NCLB had nothing to do with schools or kids. It was a political creation that had everything to with special interests (teachers unions on the left, the Religious Right and privatizers on the other side) Both sides thought NCLB would advance their own special interests' causes. Neither side cared much about the consequences.
Danielle is of course, 100% correct. Parents get a good education for their kids by
demanding one, not from George Bush or Teddy Kennedy, but from Mr Jones in the principal's office and Ms. Smith in Room 102. For all the howling, at the last school board meeting I went to, the room cleared out right after all the kids got their awards at the beginning of the session. The room was empty for the rest of the meeting. Is that a good sign?

Posted: Sat Mar 04, 2006 2:50 pm
by Joseph Milan
Danielle Masters wrote:While I do not necessarily like the way NCLB was drafted I think there was need for a change. Lakewood is a good district with good teachers, who for the most part want to all their students to succeed. I don't believe that NCLB was necessarily meant for districts like Lakewood, but for districts like Cleveland. tests to measure


So let me get this straight, you'd rather have "seperate but equal" education where standards apply to one district but not another? Are we coming full circle on this as well? Just out of curiosity, what do you think about property taxes funding local school districts? Did the Ohio supreme court make the right decision?

Joe

Posted: Sat Mar 04, 2006 3:18 pm
by Danielle Masters
So let me get this straight, you'd rather have "separate but equal" education where standards apply to one district but not another? Are we coming full circle on this as well? Just out of curiosity, what do you think about property taxes funding local school districts? Did the Ohio supreme court make the right decision?


No Joe I clearly said changes need to be made. You didn't finish reading. My quote continues:

For fairness and equality I would like all districts to meets requirements even if that means they only have one special ed student. The act is called No Child Left Behind but a special ed student in a district with few special ed students is far more likely to fall behind. Trust me on this I know parents who have to fight like hell to get their kids services in some of those "good" districts.


Listen I have 5 children in the Lakewood city schools. I have two special ed students and one gifted student. I want good schools for my kids that's why I live here. I am happy that NCLB was done because it begins to address the problem, but I think it lets Westlake get away with treating students differently. I want all districts to provide for every student. I want all students to receive a top notch education. Please go back and re-read my post. I said we needed change but I think it sucks for the parent with a special ed child in Avon. Their district has no incentive to give that child a good education, their is no punishment and no reward for giving special ed students a quality education. I am for all districts meeting all guidelines whether they have one child or 100 that fall into a category. I will not be signing the letter that our PTAs are asking us to sign because I think that Dr. Estrop is missing the point. I hope that people understand that we need something like NCLB, I just truly want no child left behind. I don't want districts to get away with providing sub par education to students just because they only have a few to provide for. I am not for separate but equal. I am for true equality which is what I said in my first post. I don't think we should be worried about not meeting the criteria of NCLB in Lakewood, I think we should be concerned with districts that don't have to worry about meeting the criteria. I have a lot of ideas for what will make schools better but most of them can't be mandated because they require common sense thinking and we can't require that. I would like merit pay for teachers but I know that would never happen. I would like parents to be required to attend open house and parent teacher conferences, but I know that would never happen. I hope that this open conversation that we are all having about the educational system will bring in some good changes. NCLB is a start now lets continue with it and bring more change and give all children the chance to be educated.

■ TASK STATEMENT:
In two sentences, summarize the NCLB discussion above.

■ DATASET CONTENT:
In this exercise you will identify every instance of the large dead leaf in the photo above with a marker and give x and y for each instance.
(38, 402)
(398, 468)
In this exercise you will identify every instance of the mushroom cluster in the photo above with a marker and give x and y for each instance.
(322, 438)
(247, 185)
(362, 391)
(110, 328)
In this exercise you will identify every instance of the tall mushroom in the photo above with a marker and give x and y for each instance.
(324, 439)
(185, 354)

■ WRITTEN ANSWER:
One post calls NCLB a political creation serving special interests and says parents get a good education for their children by demanding it from their principal and teachers. When Joseph Milan asks whether she would accept standards that apply to one district but not another, Danielle Masters answers that she wants every district to meet all requirements even for a single special ed student, and she calls NCLB a start that should be followed by more change.